OBJECTIVE
List every line in the records that contains the word "brown", matching case exactly.

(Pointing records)
[Start]

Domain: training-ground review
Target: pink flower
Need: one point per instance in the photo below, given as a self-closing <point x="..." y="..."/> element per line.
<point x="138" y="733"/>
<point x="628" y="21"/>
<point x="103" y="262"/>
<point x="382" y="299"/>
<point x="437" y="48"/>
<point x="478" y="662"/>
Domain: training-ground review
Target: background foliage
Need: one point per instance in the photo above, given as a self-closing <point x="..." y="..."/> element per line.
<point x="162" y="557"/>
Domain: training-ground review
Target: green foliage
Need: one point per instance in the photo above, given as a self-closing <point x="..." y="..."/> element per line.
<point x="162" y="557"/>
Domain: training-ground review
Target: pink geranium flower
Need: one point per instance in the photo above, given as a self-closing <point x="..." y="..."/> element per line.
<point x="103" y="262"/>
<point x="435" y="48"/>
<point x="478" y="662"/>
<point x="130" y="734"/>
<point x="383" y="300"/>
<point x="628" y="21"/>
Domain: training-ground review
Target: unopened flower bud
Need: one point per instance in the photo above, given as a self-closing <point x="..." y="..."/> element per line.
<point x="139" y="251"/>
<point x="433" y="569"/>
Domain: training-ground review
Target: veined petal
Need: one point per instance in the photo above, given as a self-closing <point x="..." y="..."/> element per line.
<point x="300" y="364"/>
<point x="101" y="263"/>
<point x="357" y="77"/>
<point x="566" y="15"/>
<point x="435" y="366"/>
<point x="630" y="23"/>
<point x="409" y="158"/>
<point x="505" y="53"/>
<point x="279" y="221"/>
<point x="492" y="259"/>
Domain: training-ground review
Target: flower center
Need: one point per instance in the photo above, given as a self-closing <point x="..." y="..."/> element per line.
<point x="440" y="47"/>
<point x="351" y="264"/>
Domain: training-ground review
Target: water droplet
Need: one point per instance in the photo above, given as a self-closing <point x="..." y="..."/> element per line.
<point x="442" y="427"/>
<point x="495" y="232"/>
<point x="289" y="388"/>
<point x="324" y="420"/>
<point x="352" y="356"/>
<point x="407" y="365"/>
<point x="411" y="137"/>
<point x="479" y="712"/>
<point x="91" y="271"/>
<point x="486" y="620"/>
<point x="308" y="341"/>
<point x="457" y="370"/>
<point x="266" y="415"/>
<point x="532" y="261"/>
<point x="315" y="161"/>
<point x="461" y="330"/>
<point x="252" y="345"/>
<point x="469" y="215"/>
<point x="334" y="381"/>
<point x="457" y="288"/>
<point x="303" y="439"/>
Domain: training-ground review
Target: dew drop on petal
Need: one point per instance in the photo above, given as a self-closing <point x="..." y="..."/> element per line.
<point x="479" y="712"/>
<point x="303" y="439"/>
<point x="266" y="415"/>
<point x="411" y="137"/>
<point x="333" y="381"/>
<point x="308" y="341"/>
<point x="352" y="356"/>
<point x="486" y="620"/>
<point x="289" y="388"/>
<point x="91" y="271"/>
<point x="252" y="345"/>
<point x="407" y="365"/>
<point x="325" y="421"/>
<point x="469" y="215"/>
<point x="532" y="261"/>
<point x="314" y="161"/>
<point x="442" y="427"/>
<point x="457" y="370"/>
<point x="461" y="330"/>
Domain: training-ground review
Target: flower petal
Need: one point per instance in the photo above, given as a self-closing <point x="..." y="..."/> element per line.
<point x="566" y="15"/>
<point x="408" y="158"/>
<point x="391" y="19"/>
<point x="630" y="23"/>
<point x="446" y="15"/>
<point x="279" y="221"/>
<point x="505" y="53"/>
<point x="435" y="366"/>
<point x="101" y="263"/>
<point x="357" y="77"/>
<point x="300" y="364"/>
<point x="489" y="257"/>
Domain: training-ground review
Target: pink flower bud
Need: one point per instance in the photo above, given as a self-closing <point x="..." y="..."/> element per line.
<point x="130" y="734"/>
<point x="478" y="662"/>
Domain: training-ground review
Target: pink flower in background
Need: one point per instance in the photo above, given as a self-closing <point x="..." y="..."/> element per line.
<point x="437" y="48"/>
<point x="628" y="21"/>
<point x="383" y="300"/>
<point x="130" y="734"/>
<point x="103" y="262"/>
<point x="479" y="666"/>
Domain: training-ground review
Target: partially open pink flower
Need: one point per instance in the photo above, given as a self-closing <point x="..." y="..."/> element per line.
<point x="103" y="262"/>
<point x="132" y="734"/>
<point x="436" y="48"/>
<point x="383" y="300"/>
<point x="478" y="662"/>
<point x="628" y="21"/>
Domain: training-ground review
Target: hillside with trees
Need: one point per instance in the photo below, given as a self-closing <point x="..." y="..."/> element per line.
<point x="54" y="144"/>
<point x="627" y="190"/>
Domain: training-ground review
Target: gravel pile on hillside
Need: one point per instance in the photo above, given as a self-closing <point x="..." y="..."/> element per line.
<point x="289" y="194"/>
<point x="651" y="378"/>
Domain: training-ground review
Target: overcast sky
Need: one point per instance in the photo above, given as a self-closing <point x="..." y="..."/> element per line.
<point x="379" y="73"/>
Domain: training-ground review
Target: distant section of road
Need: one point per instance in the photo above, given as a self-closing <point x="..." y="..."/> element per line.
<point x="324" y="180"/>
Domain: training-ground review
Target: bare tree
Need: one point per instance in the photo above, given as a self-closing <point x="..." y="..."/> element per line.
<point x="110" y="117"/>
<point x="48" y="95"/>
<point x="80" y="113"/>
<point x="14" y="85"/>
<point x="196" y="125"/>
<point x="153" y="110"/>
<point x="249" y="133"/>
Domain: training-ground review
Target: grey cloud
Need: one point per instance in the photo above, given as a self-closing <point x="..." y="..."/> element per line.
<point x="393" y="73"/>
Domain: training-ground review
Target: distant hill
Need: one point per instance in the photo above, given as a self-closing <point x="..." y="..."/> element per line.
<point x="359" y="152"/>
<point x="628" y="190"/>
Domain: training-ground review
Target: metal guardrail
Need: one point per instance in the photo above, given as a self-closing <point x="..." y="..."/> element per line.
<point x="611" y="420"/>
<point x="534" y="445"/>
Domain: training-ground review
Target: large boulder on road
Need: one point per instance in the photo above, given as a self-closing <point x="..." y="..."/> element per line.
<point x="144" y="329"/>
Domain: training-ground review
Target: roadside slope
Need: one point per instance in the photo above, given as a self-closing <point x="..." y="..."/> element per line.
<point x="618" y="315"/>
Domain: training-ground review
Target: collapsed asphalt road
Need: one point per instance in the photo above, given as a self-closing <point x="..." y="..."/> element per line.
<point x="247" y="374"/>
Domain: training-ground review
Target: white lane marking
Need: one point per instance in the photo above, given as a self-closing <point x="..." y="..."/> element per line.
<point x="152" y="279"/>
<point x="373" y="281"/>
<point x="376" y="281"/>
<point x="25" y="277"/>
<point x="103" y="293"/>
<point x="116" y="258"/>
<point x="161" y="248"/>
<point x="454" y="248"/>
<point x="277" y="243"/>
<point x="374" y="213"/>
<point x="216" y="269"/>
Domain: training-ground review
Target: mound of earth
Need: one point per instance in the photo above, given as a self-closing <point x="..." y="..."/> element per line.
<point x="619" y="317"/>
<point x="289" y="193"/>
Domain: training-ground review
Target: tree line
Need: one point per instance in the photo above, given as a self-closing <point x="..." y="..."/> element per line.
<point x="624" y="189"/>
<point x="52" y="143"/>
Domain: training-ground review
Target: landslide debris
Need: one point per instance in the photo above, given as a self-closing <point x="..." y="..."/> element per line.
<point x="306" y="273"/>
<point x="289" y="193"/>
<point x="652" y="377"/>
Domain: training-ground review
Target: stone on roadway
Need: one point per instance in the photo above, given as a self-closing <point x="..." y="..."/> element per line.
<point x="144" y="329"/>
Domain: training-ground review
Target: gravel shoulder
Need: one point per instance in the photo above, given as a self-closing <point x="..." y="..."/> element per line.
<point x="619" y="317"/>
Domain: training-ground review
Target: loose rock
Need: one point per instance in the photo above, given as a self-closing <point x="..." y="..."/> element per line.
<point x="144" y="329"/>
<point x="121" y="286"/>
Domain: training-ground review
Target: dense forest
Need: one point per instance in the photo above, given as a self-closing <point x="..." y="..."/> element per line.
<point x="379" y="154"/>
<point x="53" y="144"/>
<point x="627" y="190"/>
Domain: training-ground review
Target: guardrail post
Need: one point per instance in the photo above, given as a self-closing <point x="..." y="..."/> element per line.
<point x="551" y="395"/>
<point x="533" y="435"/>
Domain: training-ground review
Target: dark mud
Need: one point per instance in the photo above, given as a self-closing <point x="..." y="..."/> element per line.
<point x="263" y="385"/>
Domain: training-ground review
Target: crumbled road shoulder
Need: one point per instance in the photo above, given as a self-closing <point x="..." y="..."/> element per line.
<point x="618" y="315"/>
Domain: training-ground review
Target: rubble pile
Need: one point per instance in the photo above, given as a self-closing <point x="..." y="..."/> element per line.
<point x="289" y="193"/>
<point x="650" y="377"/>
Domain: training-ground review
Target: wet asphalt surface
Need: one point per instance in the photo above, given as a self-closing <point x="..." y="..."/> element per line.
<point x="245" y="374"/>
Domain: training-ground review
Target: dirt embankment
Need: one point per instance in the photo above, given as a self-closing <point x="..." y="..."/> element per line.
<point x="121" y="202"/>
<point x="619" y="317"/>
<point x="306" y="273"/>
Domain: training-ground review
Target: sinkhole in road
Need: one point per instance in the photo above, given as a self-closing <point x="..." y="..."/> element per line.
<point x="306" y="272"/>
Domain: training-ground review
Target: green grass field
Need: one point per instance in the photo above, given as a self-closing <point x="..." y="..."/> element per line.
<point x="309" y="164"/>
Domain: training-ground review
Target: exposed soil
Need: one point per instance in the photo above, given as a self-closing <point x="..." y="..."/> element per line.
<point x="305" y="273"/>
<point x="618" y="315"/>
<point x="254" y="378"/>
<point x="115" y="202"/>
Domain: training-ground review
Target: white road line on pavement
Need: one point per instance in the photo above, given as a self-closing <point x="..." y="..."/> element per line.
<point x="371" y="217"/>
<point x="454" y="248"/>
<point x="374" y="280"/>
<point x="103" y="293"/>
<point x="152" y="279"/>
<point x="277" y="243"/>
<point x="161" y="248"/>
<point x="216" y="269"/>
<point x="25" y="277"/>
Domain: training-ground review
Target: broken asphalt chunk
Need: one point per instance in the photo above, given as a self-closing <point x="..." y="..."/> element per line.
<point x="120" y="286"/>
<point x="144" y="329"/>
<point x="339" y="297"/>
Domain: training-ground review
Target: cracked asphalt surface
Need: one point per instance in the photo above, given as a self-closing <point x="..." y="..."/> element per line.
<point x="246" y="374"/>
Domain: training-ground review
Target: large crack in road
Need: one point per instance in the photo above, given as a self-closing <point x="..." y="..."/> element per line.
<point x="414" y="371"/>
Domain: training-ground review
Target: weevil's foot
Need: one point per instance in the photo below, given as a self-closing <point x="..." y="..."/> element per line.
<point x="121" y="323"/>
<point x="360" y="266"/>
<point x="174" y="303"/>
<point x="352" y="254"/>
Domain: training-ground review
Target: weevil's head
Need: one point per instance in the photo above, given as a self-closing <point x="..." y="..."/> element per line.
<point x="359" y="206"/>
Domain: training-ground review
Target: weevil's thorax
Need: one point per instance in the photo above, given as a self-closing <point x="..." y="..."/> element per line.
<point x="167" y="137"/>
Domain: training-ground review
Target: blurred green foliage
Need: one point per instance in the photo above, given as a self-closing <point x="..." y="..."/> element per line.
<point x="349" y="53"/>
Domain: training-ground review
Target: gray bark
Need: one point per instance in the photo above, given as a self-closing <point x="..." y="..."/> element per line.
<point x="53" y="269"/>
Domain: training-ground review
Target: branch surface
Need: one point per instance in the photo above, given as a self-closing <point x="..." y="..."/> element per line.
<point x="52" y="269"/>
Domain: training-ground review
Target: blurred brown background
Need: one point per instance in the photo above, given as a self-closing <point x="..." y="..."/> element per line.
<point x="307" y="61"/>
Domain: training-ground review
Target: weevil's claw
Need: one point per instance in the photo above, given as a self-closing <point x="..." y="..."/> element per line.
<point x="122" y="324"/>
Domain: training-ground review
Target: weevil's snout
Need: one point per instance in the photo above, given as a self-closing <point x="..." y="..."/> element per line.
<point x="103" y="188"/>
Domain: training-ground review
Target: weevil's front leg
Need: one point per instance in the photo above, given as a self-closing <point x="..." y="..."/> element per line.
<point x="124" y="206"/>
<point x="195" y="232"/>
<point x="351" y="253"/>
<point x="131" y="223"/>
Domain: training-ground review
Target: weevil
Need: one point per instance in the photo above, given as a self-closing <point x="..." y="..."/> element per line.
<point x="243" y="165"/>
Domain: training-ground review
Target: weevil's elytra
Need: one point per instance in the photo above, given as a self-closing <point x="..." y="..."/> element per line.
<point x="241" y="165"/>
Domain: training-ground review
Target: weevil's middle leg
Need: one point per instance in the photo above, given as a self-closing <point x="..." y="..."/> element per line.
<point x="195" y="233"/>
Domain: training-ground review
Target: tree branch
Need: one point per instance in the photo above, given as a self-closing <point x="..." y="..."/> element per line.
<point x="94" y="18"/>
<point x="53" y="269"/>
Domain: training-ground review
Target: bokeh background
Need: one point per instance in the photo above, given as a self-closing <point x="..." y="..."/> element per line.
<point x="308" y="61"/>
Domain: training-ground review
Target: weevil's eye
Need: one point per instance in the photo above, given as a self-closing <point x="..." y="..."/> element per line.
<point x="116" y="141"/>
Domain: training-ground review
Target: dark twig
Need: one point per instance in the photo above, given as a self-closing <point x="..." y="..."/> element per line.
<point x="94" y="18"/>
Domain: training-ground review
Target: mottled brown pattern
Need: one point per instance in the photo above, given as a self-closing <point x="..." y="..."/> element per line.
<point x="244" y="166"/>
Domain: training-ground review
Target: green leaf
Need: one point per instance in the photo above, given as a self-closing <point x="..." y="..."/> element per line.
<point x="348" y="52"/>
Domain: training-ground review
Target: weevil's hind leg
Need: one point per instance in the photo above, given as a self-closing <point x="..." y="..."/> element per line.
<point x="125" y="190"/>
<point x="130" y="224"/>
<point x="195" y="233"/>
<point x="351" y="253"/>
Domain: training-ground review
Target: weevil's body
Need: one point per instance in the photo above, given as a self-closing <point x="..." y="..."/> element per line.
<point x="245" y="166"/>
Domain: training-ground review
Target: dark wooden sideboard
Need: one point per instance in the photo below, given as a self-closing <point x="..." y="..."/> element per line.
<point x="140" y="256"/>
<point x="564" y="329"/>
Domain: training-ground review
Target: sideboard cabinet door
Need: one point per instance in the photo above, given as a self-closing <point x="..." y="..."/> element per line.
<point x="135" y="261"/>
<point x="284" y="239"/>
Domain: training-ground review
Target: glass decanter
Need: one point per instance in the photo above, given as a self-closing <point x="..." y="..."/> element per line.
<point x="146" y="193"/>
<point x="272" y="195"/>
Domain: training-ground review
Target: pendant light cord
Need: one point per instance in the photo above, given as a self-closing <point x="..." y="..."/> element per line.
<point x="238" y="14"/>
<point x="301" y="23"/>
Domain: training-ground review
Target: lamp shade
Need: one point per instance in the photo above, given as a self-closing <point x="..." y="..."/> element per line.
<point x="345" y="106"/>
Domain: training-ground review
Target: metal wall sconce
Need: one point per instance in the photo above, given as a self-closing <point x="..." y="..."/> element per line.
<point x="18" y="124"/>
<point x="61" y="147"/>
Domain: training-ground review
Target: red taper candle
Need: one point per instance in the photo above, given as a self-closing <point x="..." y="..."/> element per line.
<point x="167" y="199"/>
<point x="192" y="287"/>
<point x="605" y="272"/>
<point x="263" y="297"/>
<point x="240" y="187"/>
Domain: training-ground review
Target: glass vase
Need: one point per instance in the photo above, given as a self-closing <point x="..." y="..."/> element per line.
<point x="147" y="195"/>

[End]

TASK RESPONSE
Target: blurred brown background
Target: mottled brown pattern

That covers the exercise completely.